◆ **YOUR TASK**:
Extract all of the entries and set them down verbatim.

◆ **RECORDS PROVIDED**:
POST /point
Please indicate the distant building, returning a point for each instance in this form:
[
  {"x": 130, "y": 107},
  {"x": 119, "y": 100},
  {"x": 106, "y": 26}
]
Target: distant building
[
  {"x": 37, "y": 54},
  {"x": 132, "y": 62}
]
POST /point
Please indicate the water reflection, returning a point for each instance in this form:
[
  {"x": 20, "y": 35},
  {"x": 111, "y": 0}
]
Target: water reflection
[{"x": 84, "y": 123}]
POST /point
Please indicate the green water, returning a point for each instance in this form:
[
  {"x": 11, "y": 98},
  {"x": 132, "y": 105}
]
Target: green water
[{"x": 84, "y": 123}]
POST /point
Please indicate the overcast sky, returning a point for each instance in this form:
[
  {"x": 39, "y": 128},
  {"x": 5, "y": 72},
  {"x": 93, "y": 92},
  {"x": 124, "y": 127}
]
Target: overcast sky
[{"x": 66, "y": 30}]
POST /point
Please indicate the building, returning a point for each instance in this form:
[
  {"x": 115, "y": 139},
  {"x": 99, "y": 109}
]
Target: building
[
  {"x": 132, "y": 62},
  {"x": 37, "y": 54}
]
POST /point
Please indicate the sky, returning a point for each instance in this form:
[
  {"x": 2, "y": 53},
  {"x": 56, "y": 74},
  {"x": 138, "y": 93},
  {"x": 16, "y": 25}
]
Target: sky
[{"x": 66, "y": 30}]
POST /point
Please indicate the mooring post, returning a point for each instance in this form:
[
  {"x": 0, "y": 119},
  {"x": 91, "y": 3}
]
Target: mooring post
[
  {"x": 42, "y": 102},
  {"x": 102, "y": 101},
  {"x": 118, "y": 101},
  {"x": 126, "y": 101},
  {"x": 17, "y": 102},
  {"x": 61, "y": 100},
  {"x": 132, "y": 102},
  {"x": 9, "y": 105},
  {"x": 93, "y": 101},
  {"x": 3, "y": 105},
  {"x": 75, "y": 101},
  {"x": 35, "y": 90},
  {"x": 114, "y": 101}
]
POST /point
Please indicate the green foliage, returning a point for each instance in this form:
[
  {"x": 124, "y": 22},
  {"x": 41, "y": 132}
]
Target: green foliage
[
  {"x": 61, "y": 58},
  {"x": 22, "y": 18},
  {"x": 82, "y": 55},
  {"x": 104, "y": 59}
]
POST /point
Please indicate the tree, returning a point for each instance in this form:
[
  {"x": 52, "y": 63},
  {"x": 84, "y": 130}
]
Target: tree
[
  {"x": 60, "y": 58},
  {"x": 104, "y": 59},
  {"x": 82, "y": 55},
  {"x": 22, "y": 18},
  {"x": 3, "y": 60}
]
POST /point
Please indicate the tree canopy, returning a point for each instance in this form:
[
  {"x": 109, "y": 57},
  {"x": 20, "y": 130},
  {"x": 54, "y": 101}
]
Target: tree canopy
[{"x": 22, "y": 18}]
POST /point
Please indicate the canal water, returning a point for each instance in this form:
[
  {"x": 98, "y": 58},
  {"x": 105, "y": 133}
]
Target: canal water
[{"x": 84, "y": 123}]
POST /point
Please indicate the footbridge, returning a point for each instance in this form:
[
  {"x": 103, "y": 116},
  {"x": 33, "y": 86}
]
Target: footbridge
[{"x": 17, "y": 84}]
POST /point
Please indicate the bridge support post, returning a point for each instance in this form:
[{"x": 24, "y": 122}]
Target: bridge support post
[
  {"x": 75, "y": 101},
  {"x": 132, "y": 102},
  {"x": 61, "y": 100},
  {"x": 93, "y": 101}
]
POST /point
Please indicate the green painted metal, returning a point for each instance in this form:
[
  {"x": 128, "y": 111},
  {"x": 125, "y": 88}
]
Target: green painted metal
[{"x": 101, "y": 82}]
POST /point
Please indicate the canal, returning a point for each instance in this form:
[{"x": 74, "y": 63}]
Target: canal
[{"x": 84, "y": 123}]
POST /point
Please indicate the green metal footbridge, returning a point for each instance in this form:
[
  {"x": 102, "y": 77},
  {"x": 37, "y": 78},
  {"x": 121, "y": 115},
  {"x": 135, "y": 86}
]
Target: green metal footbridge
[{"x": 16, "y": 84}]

◆ **RESULT**:
POST /point
Please indicate the distant building, returning a point for each instance in this form:
[
  {"x": 130, "y": 107},
  {"x": 119, "y": 100},
  {"x": 106, "y": 26}
]
Target: distant building
[
  {"x": 37, "y": 54},
  {"x": 132, "y": 62}
]
POST /point
Please indicate the water reflection, returning a point for each instance in this form:
[
  {"x": 20, "y": 35},
  {"x": 111, "y": 0}
]
Target: water reflection
[{"x": 84, "y": 123}]
POST /point
Please indicate the green water, returning a point for each instance in this form:
[
  {"x": 11, "y": 98},
  {"x": 132, "y": 105}
]
Target: green water
[{"x": 84, "y": 123}]
POST /point
Please indicate the overcast sky, returning a point for each instance in this form:
[
  {"x": 39, "y": 128},
  {"x": 5, "y": 72},
  {"x": 93, "y": 92},
  {"x": 124, "y": 127}
]
Target: overcast sky
[{"x": 66, "y": 30}]
POST /point
Please indicate the building, returning a point for each instance in this form:
[
  {"x": 115, "y": 139},
  {"x": 99, "y": 109}
]
Target: building
[
  {"x": 132, "y": 62},
  {"x": 37, "y": 54}
]
POST /point
Please indicate the sky, returning a point for each instance in this form:
[
  {"x": 2, "y": 53},
  {"x": 56, "y": 74},
  {"x": 138, "y": 93},
  {"x": 16, "y": 25}
]
Target: sky
[{"x": 66, "y": 30}]
POST /point
Please indicate the mooring post, returning a point for each instance in this form:
[
  {"x": 0, "y": 119},
  {"x": 91, "y": 3}
]
Target: mooring post
[
  {"x": 42, "y": 102},
  {"x": 102, "y": 101},
  {"x": 118, "y": 101},
  {"x": 126, "y": 101},
  {"x": 17, "y": 102},
  {"x": 61, "y": 100},
  {"x": 132, "y": 102},
  {"x": 9, "y": 105},
  {"x": 93, "y": 101},
  {"x": 3, "y": 105},
  {"x": 75, "y": 101},
  {"x": 35, "y": 90},
  {"x": 114, "y": 101}
]
POST /point
Please indicate the green foliage, returning a point for each instance in this form:
[
  {"x": 124, "y": 22},
  {"x": 41, "y": 132}
]
Target: green foliage
[
  {"x": 61, "y": 58},
  {"x": 22, "y": 18},
  {"x": 82, "y": 55},
  {"x": 104, "y": 59}
]
POST /point
Please indicate the tree, returning a point for each instance in this form:
[
  {"x": 52, "y": 63},
  {"x": 84, "y": 130}
]
Target: tree
[
  {"x": 60, "y": 58},
  {"x": 104, "y": 59},
  {"x": 82, "y": 55},
  {"x": 22, "y": 18},
  {"x": 3, "y": 60}
]
POST /point
Please indicate the tree canopy, returning a point for each instance in this form:
[
  {"x": 109, "y": 57},
  {"x": 20, "y": 130},
  {"x": 54, "y": 101}
]
Target: tree canopy
[{"x": 22, "y": 18}]
POST /point
Please indicate the canal water, returning a point for each instance in this form:
[
  {"x": 98, "y": 58},
  {"x": 105, "y": 133}
]
Target: canal water
[{"x": 84, "y": 123}]
POST /point
Please indicate the footbridge, returning a point for each instance in this form:
[
  {"x": 103, "y": 116},
  {"x": 33, "y": 86}
]
Target: footbridge
[{"x": 17, "y": 84}]
POST /point
Please indicate the bridge support post, returning a point for each instance in this form:
[{"x": 24, "y": 122}]
Target: bridge support post
[
  {"x": 75, "y": 101},
  {"x": 132, "y": 102},
  {"x": 61, "y": 100},
  {"x": 93, "y": 101}
]
POST /point
Please indicate the green painted metal, returning a point for each instance in this form:
[
  {"x": 128, "y": 111},
  {"x": 125, "y": 88}
]
Target: green painted metal
[{"x": 101, "y": 82}]
POST /point
Please indicate the canal, returning a point for each instance in this form:
[{"x": 74, "y": 63}]
Target: canal
[{"x": 84, "y": 123}]
POST /point
Please indicate the green metal footbridge, returning a point for each instance in this form:
[
  {"x": 102, "y": 77},
  {"x": 37, "y": 78},
  {"x": 121, "y": 115},
  {"x": 135, "y": 86}
]
Target: green metal footbridge
[{"x": 16, "y": 84}]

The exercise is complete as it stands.